• YOUR TASK
Starting at the line that contains "Locate every instance of the dark", transcribe every remaining line of the entries exactly, including the last one.
####################
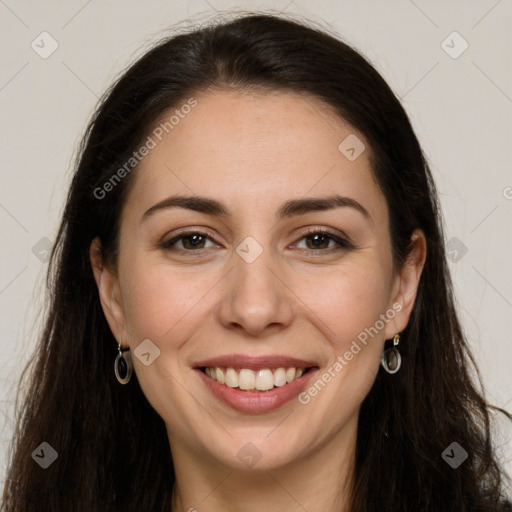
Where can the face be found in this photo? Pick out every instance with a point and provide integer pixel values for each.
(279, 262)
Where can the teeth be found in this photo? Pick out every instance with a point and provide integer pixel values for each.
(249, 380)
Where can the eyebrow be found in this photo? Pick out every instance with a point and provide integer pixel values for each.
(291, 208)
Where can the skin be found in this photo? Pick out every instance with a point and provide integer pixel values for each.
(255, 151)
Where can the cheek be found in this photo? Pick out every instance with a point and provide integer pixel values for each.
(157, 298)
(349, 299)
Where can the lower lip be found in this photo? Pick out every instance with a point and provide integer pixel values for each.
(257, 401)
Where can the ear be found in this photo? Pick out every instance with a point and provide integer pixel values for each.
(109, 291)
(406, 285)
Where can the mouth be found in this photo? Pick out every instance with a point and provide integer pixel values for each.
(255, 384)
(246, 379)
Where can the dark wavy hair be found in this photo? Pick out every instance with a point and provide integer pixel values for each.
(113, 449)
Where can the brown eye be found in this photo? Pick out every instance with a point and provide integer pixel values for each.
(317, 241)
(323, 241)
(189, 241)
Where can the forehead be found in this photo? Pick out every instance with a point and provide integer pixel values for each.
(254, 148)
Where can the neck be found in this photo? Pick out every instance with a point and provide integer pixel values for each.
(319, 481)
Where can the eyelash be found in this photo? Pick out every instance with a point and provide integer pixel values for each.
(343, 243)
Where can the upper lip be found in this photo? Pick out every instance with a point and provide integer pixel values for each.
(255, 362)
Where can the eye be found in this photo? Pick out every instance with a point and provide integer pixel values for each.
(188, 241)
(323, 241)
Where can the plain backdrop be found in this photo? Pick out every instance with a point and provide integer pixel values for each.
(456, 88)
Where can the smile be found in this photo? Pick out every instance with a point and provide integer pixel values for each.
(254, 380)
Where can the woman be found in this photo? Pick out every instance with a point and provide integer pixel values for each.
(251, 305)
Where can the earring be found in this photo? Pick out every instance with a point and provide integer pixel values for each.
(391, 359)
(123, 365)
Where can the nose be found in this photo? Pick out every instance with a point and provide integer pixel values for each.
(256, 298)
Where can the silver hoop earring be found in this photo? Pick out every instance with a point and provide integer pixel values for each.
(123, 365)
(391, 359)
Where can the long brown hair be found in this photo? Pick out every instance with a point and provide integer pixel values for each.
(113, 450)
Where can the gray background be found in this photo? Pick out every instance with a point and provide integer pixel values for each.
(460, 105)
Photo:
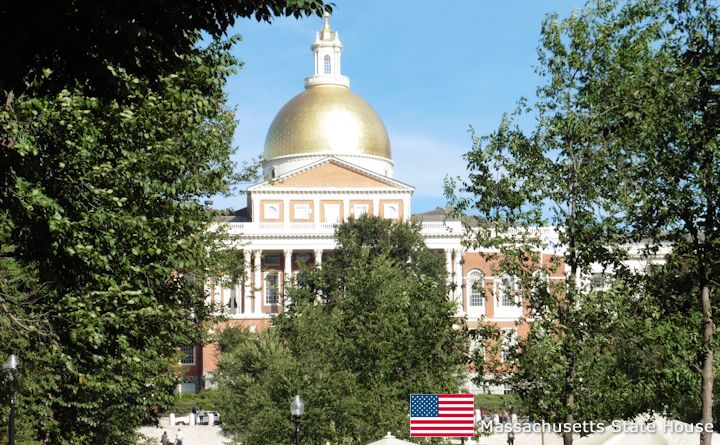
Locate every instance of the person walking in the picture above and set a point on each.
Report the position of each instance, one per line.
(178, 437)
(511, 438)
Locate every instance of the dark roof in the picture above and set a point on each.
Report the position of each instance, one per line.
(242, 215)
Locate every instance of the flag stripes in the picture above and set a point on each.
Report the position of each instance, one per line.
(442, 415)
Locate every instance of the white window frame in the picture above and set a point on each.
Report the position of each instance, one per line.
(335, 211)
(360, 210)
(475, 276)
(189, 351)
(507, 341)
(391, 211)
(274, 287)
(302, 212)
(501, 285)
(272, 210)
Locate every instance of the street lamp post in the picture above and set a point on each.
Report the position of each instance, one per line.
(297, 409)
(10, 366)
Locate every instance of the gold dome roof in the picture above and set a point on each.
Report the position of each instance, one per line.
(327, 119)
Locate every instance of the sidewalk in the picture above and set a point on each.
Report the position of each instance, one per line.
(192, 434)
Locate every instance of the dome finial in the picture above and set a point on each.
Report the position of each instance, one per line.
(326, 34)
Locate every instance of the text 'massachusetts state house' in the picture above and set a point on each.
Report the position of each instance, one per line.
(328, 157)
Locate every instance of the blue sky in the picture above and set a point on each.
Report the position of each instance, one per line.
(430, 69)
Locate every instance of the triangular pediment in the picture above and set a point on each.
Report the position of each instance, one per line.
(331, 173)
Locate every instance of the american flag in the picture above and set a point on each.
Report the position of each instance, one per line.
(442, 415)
####################
• FINISHED ANSWER
Locate every instance of the dark roof in the picture above and set a point on each.
Report the position of each instance, one per line.
(242, 215)
Locate every instance of the flag stripes in the picture above and set a point on each.
Report the position of each instance, one per line.
(442, 415)
Locate every instance of the white window frame in the picture above and set a point on each.
Report the position of each instance, one per line.
(335, 211)
(360, 210)
(475, 276)
(189, 351)
(507, 341)
(391, 211)
(274, 287)
(302, 212)
(501, 285)
(272, 210)
Locate every instance of the street lamp post in the picture above and set a point on each.
Report the position of each instance, one per line.
(297, 409)
(10, 366)
Locate every instance of the gold dome roof in the picture above and set a point on each.
Report the position of each instance, one per line.
(327, 119)
Locate every instance of the sidewalk in the picture above and set a point on each.
Report the position of each instance, one per line.
(192, 434)
Locate every instance of the dome finial in the picture above and set a point on each.
Report the position of each instance, one per line.
(326, 34)
Locate every instance of the text 'massachusetts state house' in the picture above and set a point on each.
Report the position of each instance, one per line.
(328, 157)
Locate every instance of the blue sky in the picture above and set a point on each.
Report the position of each instance, one per line.
(430, 69)
Locate every instance of the triangular pediment in the picture above and set a point on each.
Report the position of each instance, one per line.
(331, 173)
Locate every instance of the american flag in the picture above and set a point on each.
Report the position of each instance, one per line.
(442, 415)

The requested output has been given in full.